THE TASK: List every line of the rows below that contains the word "building", copying each line as it appears.

PROVIDED RECORDS:
--- Start ---

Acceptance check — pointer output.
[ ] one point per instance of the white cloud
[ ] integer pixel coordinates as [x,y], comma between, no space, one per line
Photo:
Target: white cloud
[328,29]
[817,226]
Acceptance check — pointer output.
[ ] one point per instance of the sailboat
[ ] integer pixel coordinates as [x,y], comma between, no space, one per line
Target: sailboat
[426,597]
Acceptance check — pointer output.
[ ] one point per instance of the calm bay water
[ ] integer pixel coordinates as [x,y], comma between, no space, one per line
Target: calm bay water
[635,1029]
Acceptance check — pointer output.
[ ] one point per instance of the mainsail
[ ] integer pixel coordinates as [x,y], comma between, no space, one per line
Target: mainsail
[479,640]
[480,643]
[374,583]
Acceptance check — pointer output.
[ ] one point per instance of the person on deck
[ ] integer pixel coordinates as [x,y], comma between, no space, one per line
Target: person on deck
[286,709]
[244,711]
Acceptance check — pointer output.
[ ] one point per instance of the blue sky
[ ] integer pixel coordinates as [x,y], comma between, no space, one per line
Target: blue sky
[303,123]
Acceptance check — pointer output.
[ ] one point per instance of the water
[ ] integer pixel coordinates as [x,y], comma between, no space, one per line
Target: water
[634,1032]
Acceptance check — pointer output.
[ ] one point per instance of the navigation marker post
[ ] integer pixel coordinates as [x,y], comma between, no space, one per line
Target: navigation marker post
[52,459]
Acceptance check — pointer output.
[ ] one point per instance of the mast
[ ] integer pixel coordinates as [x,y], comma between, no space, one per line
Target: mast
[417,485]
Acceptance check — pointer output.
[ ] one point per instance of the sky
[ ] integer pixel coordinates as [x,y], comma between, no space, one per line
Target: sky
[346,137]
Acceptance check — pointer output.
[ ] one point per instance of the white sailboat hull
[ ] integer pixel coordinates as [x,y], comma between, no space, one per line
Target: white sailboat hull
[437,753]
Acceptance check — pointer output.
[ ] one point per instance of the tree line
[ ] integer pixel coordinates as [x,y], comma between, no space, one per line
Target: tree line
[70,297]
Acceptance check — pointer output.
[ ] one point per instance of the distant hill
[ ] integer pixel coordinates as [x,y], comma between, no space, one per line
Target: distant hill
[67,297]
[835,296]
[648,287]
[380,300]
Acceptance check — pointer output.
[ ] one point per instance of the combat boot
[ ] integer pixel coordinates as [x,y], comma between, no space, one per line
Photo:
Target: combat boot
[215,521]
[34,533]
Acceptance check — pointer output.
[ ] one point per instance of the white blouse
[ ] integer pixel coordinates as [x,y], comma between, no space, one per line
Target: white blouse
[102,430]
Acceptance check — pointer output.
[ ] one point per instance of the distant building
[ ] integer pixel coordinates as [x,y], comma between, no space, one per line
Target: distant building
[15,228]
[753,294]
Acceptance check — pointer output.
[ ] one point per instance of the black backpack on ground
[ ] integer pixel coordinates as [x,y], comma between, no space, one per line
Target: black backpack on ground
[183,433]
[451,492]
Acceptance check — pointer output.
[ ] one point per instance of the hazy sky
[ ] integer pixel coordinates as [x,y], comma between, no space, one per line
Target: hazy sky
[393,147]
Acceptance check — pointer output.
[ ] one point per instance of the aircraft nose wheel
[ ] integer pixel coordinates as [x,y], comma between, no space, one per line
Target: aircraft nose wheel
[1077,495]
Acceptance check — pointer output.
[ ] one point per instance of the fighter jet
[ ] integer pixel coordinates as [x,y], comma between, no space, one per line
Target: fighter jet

--- End ---

WORKED ANSWER:
[ ] one point per instance of the distant building
Target: distant building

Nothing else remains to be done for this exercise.